Repeat the records given below in full, with no changes.

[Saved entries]
((
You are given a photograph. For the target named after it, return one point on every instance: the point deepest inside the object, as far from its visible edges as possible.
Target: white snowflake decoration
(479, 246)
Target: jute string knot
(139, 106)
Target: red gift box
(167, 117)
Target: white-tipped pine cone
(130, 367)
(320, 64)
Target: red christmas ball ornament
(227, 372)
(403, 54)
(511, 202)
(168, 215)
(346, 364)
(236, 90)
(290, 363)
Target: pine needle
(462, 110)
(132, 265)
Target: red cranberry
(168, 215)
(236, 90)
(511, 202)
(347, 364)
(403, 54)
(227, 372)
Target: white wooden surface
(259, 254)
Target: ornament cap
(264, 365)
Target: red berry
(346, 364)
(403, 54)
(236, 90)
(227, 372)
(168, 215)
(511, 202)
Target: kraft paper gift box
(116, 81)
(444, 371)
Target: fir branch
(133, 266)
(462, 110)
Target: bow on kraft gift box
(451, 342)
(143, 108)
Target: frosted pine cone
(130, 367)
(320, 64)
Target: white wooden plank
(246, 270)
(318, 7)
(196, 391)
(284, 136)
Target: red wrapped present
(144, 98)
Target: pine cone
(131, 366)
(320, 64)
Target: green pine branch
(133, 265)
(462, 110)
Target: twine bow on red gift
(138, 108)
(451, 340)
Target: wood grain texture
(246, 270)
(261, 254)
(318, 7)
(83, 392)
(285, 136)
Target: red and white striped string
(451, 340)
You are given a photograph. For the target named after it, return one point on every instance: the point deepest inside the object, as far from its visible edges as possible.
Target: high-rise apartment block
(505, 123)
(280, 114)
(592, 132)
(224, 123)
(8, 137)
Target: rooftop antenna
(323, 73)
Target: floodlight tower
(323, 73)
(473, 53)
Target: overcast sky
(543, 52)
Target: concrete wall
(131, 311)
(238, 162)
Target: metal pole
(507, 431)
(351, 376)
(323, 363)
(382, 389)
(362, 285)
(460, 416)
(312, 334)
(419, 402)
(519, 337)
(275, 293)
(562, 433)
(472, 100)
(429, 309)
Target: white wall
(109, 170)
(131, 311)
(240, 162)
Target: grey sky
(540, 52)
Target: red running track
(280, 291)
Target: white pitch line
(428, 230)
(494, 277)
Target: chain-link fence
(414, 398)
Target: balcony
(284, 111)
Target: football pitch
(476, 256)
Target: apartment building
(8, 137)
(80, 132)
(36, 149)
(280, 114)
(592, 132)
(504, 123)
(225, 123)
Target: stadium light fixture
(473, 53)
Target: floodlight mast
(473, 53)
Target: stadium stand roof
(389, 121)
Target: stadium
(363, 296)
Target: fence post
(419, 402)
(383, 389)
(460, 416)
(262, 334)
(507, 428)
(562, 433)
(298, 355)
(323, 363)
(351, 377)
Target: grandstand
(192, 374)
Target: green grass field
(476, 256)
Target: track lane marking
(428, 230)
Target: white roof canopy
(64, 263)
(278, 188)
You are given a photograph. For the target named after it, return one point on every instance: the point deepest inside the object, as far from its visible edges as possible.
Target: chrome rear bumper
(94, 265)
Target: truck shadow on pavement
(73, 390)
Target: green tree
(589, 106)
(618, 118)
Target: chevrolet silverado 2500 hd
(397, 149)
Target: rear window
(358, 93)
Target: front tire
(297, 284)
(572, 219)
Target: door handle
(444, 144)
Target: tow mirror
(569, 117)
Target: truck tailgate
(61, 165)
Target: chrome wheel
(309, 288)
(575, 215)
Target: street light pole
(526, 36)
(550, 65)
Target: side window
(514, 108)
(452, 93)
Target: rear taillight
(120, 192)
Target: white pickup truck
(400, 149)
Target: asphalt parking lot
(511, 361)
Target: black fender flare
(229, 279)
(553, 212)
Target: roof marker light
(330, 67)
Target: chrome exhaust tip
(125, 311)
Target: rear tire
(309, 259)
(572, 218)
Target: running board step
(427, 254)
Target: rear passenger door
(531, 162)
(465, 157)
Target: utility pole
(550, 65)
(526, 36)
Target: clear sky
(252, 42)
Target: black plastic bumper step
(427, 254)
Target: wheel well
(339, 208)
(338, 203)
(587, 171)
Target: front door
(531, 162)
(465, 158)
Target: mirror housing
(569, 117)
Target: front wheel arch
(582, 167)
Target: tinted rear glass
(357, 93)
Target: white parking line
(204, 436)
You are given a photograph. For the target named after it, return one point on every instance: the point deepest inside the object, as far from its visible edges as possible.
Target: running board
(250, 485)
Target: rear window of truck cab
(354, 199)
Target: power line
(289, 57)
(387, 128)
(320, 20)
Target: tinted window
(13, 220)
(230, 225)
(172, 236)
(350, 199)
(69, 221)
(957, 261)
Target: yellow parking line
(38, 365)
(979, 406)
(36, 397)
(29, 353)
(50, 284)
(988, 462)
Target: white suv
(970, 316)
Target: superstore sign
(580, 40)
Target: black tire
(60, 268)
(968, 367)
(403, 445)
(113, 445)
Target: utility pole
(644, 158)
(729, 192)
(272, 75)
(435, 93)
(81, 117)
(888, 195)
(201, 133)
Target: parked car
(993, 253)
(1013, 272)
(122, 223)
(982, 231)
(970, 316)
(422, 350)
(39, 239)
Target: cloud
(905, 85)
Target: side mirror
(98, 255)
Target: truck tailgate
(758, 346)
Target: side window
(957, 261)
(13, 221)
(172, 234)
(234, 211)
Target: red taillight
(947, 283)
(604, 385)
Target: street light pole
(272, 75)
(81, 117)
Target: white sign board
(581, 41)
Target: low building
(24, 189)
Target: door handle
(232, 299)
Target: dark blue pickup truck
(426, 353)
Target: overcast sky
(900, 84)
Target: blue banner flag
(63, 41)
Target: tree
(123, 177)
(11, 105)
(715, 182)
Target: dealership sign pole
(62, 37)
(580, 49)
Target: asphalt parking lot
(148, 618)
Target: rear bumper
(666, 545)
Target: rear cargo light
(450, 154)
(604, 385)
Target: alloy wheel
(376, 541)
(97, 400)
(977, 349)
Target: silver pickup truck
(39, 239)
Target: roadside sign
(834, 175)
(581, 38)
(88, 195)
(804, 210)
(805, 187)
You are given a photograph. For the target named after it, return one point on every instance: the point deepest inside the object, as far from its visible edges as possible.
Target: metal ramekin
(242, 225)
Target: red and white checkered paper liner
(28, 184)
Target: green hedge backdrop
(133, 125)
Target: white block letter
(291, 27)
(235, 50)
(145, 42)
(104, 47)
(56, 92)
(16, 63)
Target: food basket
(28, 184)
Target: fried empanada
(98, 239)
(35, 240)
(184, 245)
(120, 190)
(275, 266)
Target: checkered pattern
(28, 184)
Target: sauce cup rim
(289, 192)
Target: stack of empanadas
))
*Answer below*:
You are given a photograph. For the target named after it, return one point on every instance: the point deepest inside the object, as far from its visible edges as possible.
Target: white snowflake decoration
(479, 246)
Target: jute string knot
(139, 106)
Target: red gift box
(167, 117)
Target: white-tipped pine cone
(130, 367)
(320, 64)
Target: red christmas ball ornament
(227, 372)
(403, 54)
(511, 202)
(168, 215)
(346, 364)
(236, 90)
(290, 363)
Target: pine needle
(462, 110)
(132, 265)
Target: red cranberry
(168, 215)
(236, 90)
(511, 202)
(347, 364)
(403, 54)
(227, 372)
Target: white wooden surface
(259, 254)
Target: ornament cap
(264, 365)
Target: red berry
(346, 364)
(403, 54)
(236, 90)
(227, 372)
(168, 215)
(511, 202)
Target: kraft paper gift box
(116, 81)
(444, 371)
Target: fir branch
(133, 266)
(462, 110)
Target: bow on kraft gift box
(451, 342)
(143, 108)
Target: frosted pine cone
(130, 367)
(320, 64)
Target: white wooden plank
(246, 270)
(318, 7)
(196, 391)
(284, 136)
Target: red wrapped present
(144, 98)
Target: pine cone
(131, 366)
(320, 64)
Target: green pine branch
(133, 265)
(462, 110)
Target: twine bow on red gift
(138, 108)
(451, 340)
Target: wood grain texture
(246, 270)
(261, 254)
(318, 7)
(83, 392)
(285, 136)
Target: red and white striped string
(451, 340)
You are given a photograph. For the target named after it, return one point on every instance: the point deepest inside the object, as far from its visible edges as possible.
Target: high-rise apartment block
(505, 123)
(280, 114)
(592, 132)
(224, 123)
(8, 137)
Target: rooftop antenna
(323, 73)
Target: floodlight tower
(323, 73)
(473, 53)
Target: overcast sky
(543, 52)
Target: concrete wall
(131, 311)
(238, 162)
Target: metal pole
(507, 431)
(351, 376)
(323, 363)
(382, 389)
(362, 285)
(460, 416)
(312, 334)
(419, 402)
(519, 337)
(275, 293)
(562, 433)
(472, 100)
(429, 309)
Target: white wall
(109, 170)
(131, 311)
(240, 162)
Target: grey sky
(540, 52)
Target: red running track
(280, 291)
Target: white pitch line
(428, 230)
(494, 277)
Target: chain-link fence
(414, 398)
Target: balcony
(284, 111)
Target: football pitch
(476, 256)
Target: apartment building
(8, 137)
(80, 132)
(36, 149)
(280, 114)
(592, 132)
(504, 123)
(225, 123)
Target: stadium light fixture
(473, 53)
Target: floodlight mast
(473, 53)
Target: stadium stand roof
(389, 121)
Target: stadium
(363, 296)
Target: fence post
(419, 402)
(383, 389)
(460, 416)
(262, 334)
(507, 428)
(562, 433)
(298, 355)
(323, 363)
(351, 377)
Target: grandstand
(192, 374)
Target: green grass field
(476, 256)
Target: track lane marking
(428, 230)
Target: white roof canopy
(64, 263)
(278, 188)
You are given a photograph. For the target named after it, return one point on every instance: the point deepest inside the object, as far from its visible edges as possible.
Target: chrome rear bumper
(94, 265)
Target: truck shadow on pavement
(73, 390)
Target: green tree
(589, 106)
(618, 118)
Target: chevrolet silverado 2500 hd
(397, 149)
Target: rear window
(358, 93)
Target: front tire
(297, 284)
(572, 219)
Target: door handle
(444, 144)
Target: tow mirror
(569, 117)
Target: truck tailgate
(61, 165)
Target: chrome wheel
(309, 288)
(575, 215)
Target: street light pole
(526, 36)
(550, 65)
Target: side window
(514, 108)
(452, 93)
Target: rear taillight
(120, 192)
Target: white pickup truck
(400, 149)
Target: asphalt parking lot
(511, 361)
Target: black fender flare
(229, 279)
(553, 212)
Target: roof marker light
(330, 67)
Target: chrome exhaust tip
(125, 311)
Target: rear tire
(309, 259)
(572, 218)
Target: running board step
(427, 254)
Target: rear passenger door
(531, 162)
(465, 157)
Target: utility pole
(550, 65)
(526, 36)
Target: clear sky
(252, 42)
Target: black plastic bumper step
(427, 254)
Target: wheel well
(339, 208)
(338, 203)
(587, 171)
Target: front door
(531, 162)
(465, 158)
Target: mirror housing
(569, 117)
Target: front wheel arch
(582, 167)
Target: tinted rear glass
(357, 93)
Target: white parking line
(204, 436)
You are given a photograph. For the target named after it, return one point on every instance: the point deepest inside the object, as far from its visible edges as possible.
Target: running board
(250, 485)
Target: rear window of truck cab
(354, 199)
Target: power line
(289, 57)
(387, 128)
(320, 20)
Target: tinted window
(13, 220)
(230, 225)
(172, 236)
(350, 199)
(69, 221)
(957, 261)
Target: yellow parking line
(38, 365)
(979, 406)
(36, 397)
(29, 353)
(50, 284)
(988, 462)
Target: white suv
(970, 316)
Target: superstore sign
(580, 40)
Target: black tire
(60, 268)
(968, 367)
(403, 445)
(113, 445)
Target: utility pole
(644, 158)
(729, 192)
(272, 75)
(435, 93)
(81, 117)
(888, 195)
(201, 133)
Target: parked car
(993, 253)
(1013, 272)
(122, 223)
(982, 231)
(970, 316)
(422, 350)
(39, 239)
Target: cloud
(905, 85)
Target: side mirror
(98, 255)
Target: truck tailgate
(758, 346)
Target: side window
(957, 261)
(13, 221)
(172, 234)
(234, 211)
Target: red taillight
(947, 283)
(604, 385)
Target: street light pole
(272, 75)
(81, 117)
Target: white sign board
(581, 41)
Target: low building
(24, 189)
Target: door handle
(232, 299)
Target: dark blue pickup truck
(426, 353)
Target: overcast sky
(900, 84)
Target: blue banner flag
(63, 41)
Target: tree
(123, 177)
(11, 105)
(715, 182)
Target: dealership sign pole
(62, 37)
(580, 49)
Target: asphalt parking lot
(148, 618)
Target: rear bumper
(666, 545)
Target: rear cargo light
(450, 154)
(604, 385)
Target: alloy wheel
(376, 541)
(97, 400)
(977, 349)
Target: silver pickup truck
(39, 239)
Target: roadside sign
(834, 175)
(581, 38)
(88, 195)
(804, 210)
(805, 187)
You are given a photograph. For the target named after it, return one point on every instance: the point deepest inside the object, as far from its visible edges as possible.
Target: metal ramekin
(242, 225)
Target: red and white checkered paper liner
(28, 184)
Target: green hedge backdrop
(133, 125)
Target: white block letter
(291, 27)
(235, 50)
(145, 42)
(104, 47)
(56, 92)
(16, 63)
Target: food basket
(28, 184)
Target: fried empanada
(98, 239)
(35, 240)
(184, 245)
(120, 190)
(275, 266)
Target: checkered pattern
(28, 184)
Target: sauce cup rim
(289, 192)
Target: stack of empanadas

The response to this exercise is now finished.